TEXT SHOWN ::
□ □ □ □ □

# Taking budgies out of the cage



## mimibudgies (Feb 22, 2018)

Hi 
I have had two female budgies for two years now. I can get them to sit on my finger or shoulder if there is millet, but if I start moving then they will jump off back into their cage. I don't have a budgie-proof room (I don't even have my own room!) so I don't know how to safely get them out. They can come out if I put millet out but as soon as the millet finishes they will go back in. How can I get them out of their cage and make them stay out? I really want to tame them.
Thanks
Mimi


----------



## Ladyfish (Dec 25, 2017)

In my front room is where I have their cage. In front of their cage is the coffee table. On the coffee table which is lined with newspaper is their mirror. Having the mirror there has enticed Mick to fly out of the cage.

I wish you the best of luck!


----------



## justmoira (Aug 29, 2014)

What's the room set up like where the budgies' cage is and what are the other factors (other people? pets? small place? large place?)? How many hours a day can you honestly spend with them? This will help up come up with a plan for you. 

Also, what are their names and do you have a pic?


----------



## mimibudgies (Feb 22, 2018)

The cage is in the living room, which is very open (there are no doors) and it's basically where everyone is. The area has two really big windows, some sofas, and it's connected to the dining room and kitchen. it's basically the center of the house. We have some guppies in the same room but no other pets. I have a little brother who can be quite annoying when I'm trying to tame them, and I don't know what to do about him. I can probably spend about 2 hours on weekdays with them, and as much time as it takes on weekends. 
Their names are Muffin and Bubbles. I actually don't have a picture as I would have to upload the picture on my computer from my phone. Sorry


----------



## FaeryBee (May 9, 2011)

*Hi! :welcome: to Talk Budgies

Its much better to have a smaller budgie-safe room in which you an work with your budgies if you want to work on taming and bonding with them.
Aren't there any rooms in your home that have a door? Even a bathroom would be workable. You'd simply need to cover any mirrors and windows during the time the birds are out of the cage.

□ □ □ □ □

TASK A ::
Filter the rows below, copying each line that contains the string "white".

Pointing records for named objects
□ □ □ □ □

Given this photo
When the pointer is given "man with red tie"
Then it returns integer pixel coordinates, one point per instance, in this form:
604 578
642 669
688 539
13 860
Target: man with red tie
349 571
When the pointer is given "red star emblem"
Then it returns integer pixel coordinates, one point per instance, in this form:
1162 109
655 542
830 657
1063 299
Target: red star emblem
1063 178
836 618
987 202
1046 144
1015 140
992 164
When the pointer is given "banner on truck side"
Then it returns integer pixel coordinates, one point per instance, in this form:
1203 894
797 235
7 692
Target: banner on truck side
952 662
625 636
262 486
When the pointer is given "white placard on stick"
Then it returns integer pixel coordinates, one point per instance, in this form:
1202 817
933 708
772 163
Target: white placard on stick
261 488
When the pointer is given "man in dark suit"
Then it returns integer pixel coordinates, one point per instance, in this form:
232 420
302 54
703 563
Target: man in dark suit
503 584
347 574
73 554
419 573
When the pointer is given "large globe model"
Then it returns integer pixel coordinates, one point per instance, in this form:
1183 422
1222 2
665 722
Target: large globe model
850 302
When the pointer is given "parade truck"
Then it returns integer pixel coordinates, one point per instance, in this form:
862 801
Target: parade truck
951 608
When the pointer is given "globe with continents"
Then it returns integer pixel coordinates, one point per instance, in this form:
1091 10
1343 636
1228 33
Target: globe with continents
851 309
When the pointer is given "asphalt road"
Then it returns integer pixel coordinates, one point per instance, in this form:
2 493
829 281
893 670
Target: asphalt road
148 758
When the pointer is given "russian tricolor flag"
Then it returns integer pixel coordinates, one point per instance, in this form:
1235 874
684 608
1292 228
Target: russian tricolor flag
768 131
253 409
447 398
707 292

□ □ □ □ □

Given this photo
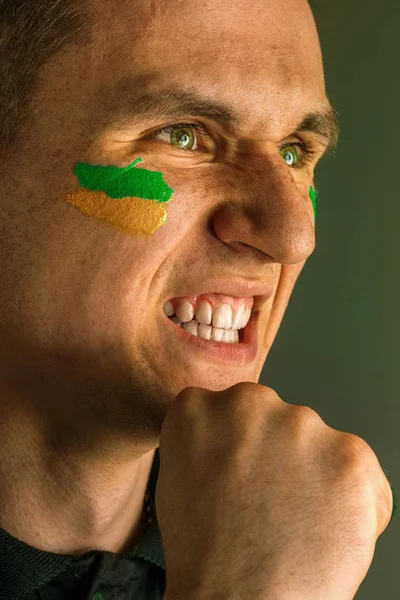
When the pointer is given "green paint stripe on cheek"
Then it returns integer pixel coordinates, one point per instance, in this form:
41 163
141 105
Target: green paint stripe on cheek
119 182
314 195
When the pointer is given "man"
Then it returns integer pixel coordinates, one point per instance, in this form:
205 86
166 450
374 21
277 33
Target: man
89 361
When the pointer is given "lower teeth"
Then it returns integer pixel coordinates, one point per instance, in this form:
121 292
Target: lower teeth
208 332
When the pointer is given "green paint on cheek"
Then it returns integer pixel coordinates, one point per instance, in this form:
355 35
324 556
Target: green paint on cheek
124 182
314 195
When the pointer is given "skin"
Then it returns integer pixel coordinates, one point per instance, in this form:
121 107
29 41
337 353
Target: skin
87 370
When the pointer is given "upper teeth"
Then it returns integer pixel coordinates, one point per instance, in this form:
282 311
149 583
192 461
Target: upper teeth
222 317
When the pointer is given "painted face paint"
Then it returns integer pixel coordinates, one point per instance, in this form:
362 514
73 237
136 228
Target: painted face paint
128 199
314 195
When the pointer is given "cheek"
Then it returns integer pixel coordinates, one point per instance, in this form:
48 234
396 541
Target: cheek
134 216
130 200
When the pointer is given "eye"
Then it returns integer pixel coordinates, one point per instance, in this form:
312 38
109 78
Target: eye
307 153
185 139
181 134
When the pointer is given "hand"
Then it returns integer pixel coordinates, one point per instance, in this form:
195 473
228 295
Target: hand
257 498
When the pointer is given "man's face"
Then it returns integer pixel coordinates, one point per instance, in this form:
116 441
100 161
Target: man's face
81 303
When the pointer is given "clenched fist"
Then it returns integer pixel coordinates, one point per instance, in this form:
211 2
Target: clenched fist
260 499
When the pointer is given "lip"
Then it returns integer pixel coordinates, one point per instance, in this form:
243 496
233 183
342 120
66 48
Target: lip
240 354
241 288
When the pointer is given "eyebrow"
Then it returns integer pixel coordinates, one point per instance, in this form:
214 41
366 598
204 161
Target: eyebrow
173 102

□ □ □ □ □

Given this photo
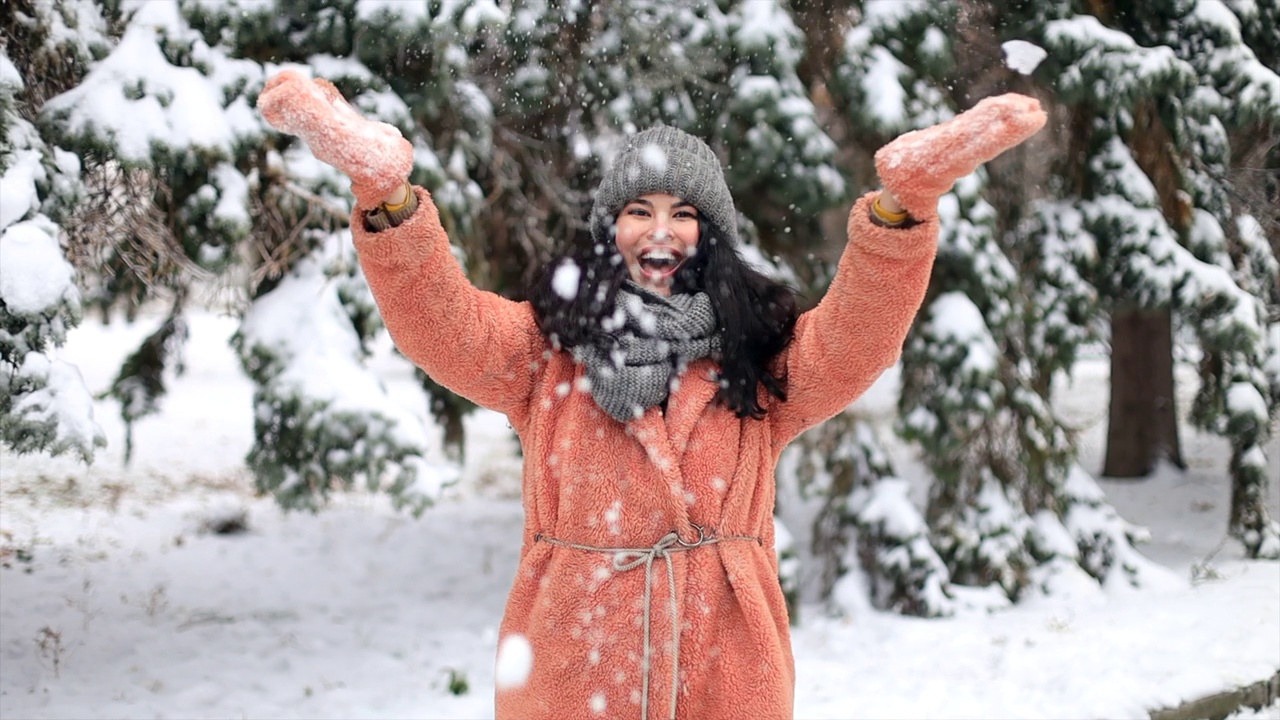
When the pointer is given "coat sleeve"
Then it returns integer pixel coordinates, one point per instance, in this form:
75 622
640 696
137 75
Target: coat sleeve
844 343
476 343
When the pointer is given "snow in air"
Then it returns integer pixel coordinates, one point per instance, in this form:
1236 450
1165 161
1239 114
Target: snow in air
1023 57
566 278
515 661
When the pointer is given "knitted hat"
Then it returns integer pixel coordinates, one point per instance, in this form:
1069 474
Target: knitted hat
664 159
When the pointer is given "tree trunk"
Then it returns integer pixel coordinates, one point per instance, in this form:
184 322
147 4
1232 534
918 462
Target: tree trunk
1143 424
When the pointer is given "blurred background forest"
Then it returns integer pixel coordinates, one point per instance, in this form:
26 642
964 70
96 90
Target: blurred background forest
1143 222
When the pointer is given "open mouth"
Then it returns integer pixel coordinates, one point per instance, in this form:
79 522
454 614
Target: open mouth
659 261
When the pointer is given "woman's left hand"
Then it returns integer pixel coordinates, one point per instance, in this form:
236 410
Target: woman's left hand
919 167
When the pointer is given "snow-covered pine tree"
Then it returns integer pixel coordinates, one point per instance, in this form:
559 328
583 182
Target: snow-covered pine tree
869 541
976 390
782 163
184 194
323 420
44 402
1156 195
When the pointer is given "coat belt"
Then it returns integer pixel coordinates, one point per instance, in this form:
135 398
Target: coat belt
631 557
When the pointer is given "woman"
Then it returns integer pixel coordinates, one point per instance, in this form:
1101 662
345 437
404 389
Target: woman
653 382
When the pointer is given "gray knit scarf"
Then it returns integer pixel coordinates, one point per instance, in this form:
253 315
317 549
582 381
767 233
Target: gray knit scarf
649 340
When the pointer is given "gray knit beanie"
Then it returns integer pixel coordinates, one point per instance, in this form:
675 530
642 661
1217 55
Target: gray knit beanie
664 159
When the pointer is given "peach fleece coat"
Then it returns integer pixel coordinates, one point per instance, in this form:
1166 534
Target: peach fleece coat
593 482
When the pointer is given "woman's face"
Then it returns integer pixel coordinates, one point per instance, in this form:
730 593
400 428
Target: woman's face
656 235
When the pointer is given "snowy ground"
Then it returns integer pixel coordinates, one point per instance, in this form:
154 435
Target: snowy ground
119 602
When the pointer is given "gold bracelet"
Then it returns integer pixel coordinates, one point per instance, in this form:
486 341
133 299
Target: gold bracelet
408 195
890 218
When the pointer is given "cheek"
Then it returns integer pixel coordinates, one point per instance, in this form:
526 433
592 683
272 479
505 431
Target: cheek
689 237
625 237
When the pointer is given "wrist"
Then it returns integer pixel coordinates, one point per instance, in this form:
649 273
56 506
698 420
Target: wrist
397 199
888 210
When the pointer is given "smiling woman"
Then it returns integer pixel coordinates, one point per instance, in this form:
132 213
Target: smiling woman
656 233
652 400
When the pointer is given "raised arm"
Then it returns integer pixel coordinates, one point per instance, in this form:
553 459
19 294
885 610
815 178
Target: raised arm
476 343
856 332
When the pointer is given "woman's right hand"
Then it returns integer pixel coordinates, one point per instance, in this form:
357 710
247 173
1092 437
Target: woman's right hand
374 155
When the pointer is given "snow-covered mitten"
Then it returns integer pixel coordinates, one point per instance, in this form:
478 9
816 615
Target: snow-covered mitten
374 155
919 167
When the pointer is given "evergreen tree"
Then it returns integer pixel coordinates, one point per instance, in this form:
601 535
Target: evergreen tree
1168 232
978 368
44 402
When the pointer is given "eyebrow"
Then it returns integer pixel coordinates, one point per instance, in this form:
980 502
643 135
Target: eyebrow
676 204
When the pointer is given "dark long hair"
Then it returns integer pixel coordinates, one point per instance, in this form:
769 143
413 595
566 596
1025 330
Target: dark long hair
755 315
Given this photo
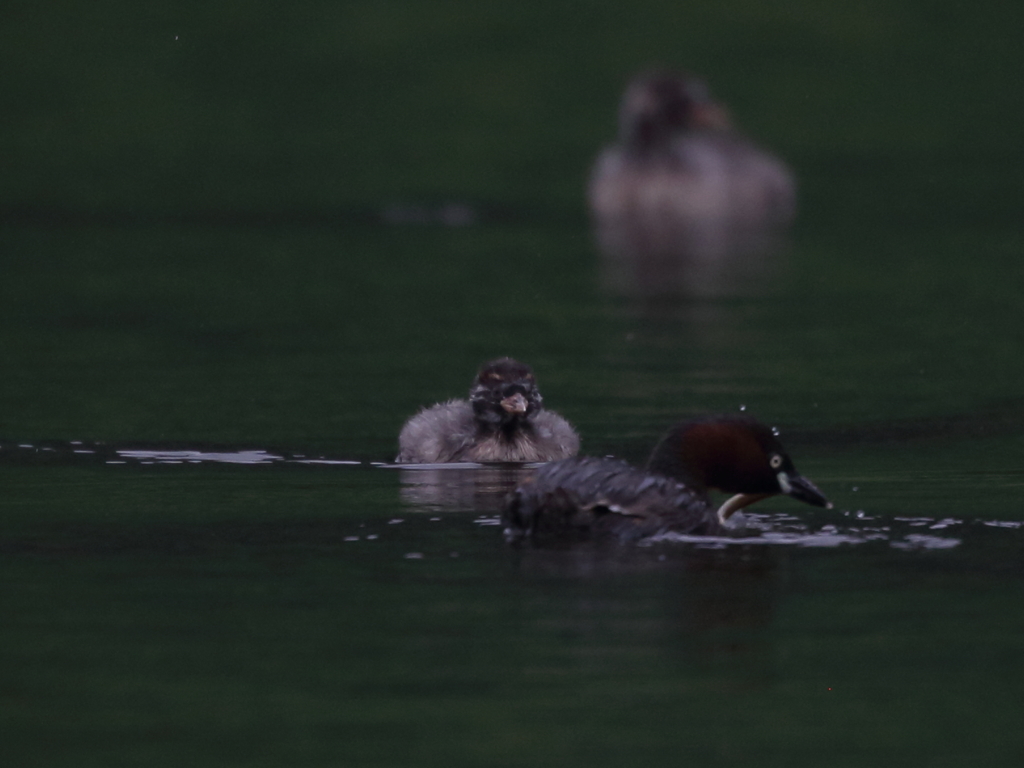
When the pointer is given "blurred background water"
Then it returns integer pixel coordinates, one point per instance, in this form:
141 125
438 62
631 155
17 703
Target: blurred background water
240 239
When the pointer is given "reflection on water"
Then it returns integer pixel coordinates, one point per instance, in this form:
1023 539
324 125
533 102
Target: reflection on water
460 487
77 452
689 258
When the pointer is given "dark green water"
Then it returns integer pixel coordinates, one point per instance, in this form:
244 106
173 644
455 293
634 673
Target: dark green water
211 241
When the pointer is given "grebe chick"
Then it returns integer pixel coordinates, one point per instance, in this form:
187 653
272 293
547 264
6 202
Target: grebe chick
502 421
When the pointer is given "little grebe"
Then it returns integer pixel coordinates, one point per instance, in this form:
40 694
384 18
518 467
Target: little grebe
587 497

□ □ □ □ □

TASK B ::
According to the thread on taking budgies out of the cage, what are the names of the two budgies?

RESULT A ::
When the pointer is given "white placard on stick"
Target: white placard on stick

RESULT B ::
Muffin and Bubbles.